* TASK TO CARRY OUT:
Answer these questions from the comment thread below on Jefferson's "wall of separation."
(a) What two degrees does Dreisbach hold?
(b) What internet pseudonym does David Ivester say he has sometimes used?
(c) According to wsforten, what has every pre-19th century usage of the phrase referred to?

* SELECTED PASSAGE:
○ ○ ○ ○ ○
I see you're a lawyer. Which is cool, we have at least 2 here. But that's not the same as a historian.

Hey, we don't play the credentials game around here---Dreisbach has a JD and a doctorate in history---but it's OK not to steamroll even us high school graduates. Mostly we read the Founders for ourselves and debate--or agree--based on the source documents.

Dreisbach argues here that Hugo Black in particular misused the Founding documents, turning a stray phrase from Jefferson into a legal tyranny.

That will not do.

wsforten said...

I'm still of the opinion that Jefferson was using a commonly understood phrase when he referred to the "wall of separation," and every pre-19th century usage of this phrase that I have found has used it in reference to something which prevents complete union. I have not discovered a single use in which this phrase refers to something which establishes complete disunion. The usage of this phrase during the century preceding Jefferson's letter definitely supports Dreisbach's conclusion.

By the way, we previously discussed the history of this phrase at: http://americancreation.blogspot.com/2013/10/jefferson-and-real-meaning-of-wall-of.html

David Ivester said...

Tom,

I’m no stranger to the site, having mostly watched and learned from the sidelines and occasionally offered a thought (sometimes using my internet pseudonym Doug Indeap), so I understand the site’s focus on history and further understand it is run and frequented by some very knowledgeable folks. I have no aim or delusion about steamrolling anyone here.

My critique of Dreisbach’s thesis is directed largely to his analytical approach and only indirectly addresses the historical matters, e.g., the Danbury letter.

Dreisbach (and he’s hardly alone in this) focuses on the Supreme Court’s use of that letter as if that was the primary basis of the Court’s decisions. It is not.
○ ○ ○ ○ ○
* DATA EXTRACT:
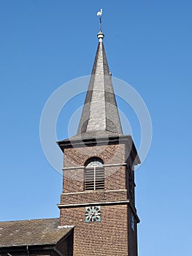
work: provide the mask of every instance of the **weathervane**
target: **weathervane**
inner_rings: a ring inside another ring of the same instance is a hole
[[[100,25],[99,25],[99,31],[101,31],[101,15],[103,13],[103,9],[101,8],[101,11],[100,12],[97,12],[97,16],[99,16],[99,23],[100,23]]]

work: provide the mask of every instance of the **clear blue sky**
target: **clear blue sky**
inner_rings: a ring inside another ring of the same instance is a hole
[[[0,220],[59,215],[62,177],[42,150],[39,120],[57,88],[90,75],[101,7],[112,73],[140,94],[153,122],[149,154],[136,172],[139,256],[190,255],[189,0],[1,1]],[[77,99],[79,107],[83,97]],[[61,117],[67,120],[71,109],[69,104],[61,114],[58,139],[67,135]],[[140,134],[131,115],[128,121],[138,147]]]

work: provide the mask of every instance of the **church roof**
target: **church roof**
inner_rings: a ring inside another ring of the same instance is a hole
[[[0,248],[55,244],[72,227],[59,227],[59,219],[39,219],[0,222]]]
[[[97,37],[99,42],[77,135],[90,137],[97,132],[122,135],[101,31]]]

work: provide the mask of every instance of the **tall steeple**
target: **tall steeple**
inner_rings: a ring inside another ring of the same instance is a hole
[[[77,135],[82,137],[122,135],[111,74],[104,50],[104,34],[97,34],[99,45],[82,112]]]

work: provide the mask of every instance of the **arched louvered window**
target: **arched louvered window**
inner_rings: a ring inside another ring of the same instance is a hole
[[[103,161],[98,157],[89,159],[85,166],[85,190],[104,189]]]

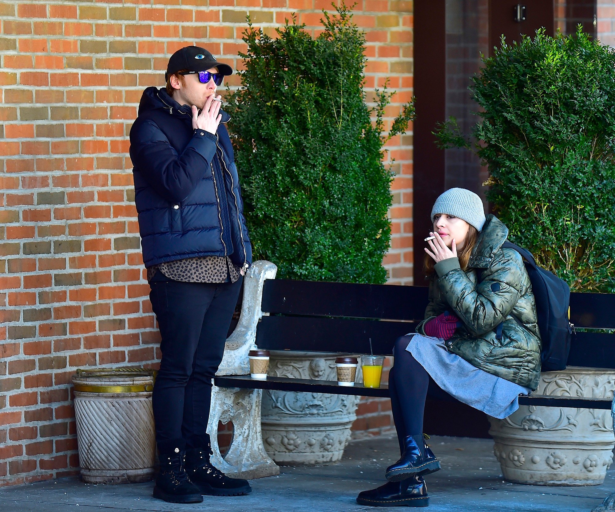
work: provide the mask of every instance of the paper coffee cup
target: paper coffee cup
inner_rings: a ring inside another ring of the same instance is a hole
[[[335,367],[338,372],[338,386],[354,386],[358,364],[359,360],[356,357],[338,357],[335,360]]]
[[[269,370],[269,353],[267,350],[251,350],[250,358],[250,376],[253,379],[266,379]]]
○ ○ ○ ○ ○
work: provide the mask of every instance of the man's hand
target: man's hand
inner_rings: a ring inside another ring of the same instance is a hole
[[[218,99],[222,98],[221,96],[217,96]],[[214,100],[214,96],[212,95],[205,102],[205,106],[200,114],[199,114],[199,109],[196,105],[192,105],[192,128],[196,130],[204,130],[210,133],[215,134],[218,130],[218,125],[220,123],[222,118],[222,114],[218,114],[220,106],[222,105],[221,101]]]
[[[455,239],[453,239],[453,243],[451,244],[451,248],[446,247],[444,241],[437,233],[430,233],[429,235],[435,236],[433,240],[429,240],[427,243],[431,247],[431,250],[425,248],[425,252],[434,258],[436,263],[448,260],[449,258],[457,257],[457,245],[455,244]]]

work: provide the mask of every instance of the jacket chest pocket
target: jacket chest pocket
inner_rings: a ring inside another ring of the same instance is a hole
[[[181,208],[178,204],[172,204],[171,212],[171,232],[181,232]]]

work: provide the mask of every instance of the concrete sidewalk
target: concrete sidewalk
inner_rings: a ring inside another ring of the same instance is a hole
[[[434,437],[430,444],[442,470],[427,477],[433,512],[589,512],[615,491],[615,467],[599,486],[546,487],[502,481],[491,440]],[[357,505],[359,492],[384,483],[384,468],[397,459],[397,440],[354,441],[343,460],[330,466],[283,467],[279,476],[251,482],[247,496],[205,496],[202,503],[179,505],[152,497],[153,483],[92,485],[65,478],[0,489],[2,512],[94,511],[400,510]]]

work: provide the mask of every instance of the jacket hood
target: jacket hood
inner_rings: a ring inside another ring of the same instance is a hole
○ ○ ○ ○ ○
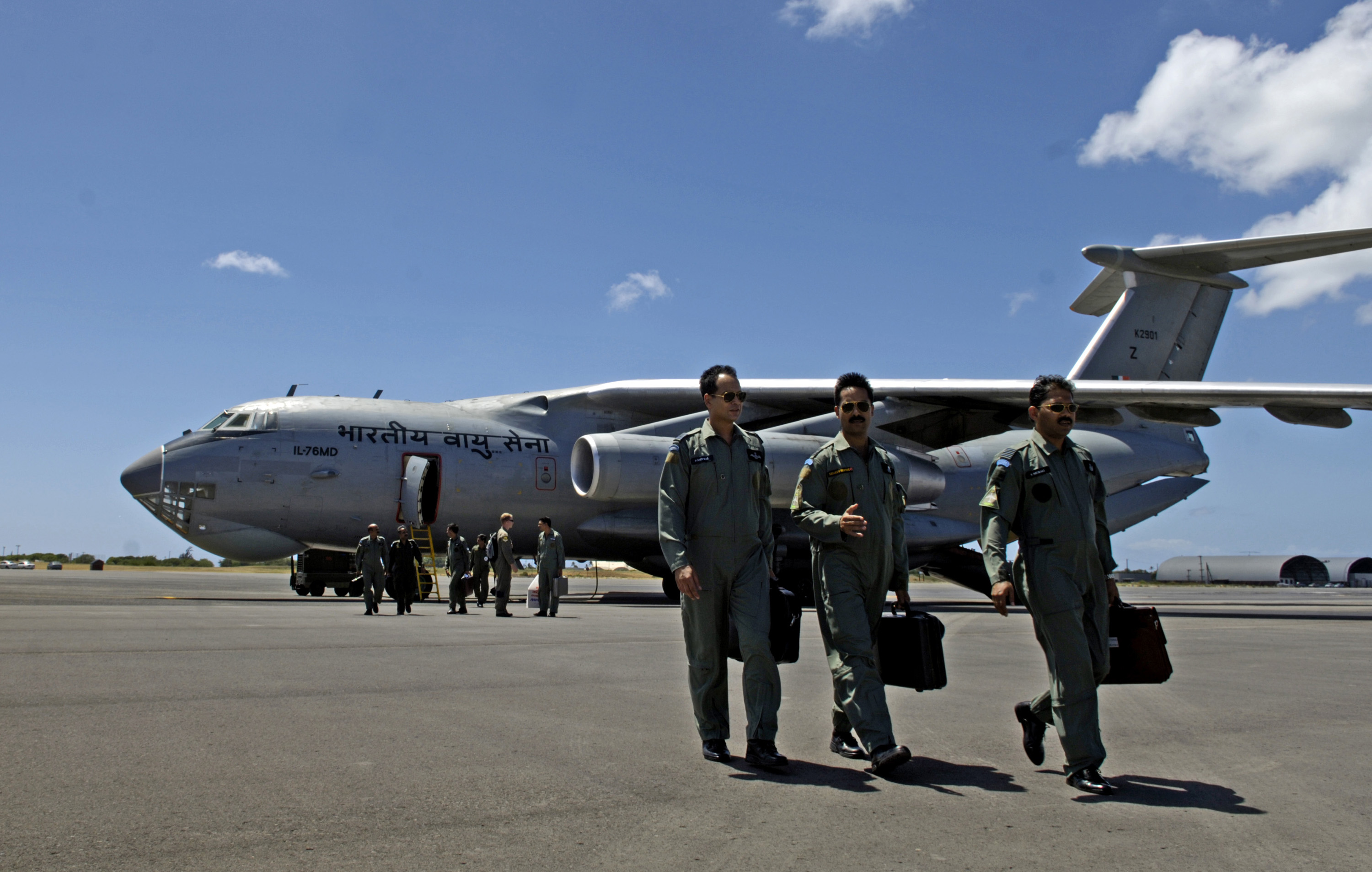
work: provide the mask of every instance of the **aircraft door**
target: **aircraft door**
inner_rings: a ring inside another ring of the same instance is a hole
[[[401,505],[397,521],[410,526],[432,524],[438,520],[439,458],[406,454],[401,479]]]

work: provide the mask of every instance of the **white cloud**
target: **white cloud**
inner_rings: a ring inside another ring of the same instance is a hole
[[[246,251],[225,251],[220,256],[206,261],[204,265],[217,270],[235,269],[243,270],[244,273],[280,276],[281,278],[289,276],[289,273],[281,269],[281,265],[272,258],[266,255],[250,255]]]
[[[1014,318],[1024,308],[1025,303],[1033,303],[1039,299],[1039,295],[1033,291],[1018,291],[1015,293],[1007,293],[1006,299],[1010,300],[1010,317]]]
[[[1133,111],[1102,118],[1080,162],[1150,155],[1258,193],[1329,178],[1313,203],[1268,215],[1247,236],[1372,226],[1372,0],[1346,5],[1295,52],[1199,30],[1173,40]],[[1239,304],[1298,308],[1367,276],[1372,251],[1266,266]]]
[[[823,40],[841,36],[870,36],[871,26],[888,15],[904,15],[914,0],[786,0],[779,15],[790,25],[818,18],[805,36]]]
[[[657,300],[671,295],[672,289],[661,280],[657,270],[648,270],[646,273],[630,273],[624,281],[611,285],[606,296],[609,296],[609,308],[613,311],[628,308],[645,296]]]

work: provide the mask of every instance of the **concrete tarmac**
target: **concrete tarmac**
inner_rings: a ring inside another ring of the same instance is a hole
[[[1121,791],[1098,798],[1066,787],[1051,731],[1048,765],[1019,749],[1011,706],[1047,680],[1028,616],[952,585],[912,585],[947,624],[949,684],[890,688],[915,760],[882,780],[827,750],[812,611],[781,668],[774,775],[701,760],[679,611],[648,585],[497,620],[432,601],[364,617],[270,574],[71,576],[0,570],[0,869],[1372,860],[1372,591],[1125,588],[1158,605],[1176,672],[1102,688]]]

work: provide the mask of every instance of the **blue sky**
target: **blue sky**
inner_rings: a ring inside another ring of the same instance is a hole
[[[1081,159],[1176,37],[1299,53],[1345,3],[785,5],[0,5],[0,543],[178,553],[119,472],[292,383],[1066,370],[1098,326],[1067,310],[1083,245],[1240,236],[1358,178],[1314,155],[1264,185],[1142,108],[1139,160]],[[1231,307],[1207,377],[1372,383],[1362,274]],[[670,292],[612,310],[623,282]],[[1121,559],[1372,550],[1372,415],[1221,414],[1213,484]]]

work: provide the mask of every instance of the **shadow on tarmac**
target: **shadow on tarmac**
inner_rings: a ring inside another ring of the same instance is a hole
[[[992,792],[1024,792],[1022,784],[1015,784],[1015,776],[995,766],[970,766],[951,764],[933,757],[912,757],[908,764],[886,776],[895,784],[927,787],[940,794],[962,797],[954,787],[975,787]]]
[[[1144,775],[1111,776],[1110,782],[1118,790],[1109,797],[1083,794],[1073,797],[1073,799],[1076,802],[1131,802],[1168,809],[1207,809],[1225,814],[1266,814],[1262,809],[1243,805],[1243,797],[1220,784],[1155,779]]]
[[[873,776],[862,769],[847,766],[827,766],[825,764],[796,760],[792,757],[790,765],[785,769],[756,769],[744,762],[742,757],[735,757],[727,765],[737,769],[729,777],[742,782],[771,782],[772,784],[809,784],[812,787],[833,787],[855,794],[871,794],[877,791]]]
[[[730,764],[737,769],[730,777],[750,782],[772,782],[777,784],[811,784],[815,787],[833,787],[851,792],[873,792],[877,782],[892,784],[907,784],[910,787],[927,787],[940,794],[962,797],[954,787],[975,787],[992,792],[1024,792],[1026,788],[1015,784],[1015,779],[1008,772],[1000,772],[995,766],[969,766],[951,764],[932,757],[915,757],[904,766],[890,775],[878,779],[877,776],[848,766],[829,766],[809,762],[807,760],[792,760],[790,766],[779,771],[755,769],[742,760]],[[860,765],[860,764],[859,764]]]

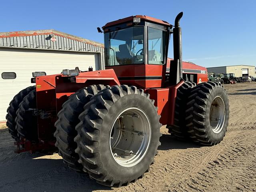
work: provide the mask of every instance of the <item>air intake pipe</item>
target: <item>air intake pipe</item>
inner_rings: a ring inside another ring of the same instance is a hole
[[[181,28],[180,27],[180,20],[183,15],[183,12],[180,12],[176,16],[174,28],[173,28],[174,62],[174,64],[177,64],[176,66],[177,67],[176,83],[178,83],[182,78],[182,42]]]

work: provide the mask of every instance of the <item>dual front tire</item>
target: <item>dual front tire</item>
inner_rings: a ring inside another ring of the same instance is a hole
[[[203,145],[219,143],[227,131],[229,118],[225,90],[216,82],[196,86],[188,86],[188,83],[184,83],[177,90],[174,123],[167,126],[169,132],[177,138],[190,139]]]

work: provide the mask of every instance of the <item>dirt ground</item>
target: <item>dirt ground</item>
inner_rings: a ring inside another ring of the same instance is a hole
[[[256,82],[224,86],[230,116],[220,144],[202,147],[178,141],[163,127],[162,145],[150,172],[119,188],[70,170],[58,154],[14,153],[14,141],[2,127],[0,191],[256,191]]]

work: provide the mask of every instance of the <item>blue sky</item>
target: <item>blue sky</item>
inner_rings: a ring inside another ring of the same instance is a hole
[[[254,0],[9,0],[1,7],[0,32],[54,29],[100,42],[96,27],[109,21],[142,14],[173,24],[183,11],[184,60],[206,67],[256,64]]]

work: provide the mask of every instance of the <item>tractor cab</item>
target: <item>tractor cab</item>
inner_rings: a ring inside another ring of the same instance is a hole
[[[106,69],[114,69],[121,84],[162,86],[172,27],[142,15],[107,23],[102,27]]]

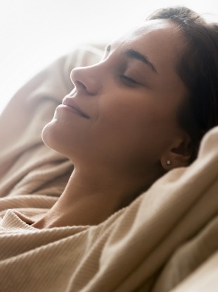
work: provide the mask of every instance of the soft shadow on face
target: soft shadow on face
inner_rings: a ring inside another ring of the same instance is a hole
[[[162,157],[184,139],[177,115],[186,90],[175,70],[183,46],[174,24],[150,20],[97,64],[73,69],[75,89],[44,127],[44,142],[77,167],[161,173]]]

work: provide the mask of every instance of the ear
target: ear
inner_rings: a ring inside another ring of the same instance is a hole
○ ○ ○ ○ ○
* RESULT FOR THIS EXERCISE:
(a) A JD and a doctorate in history.
(b) Doug Indeap.
(c) Something which prevents complete union.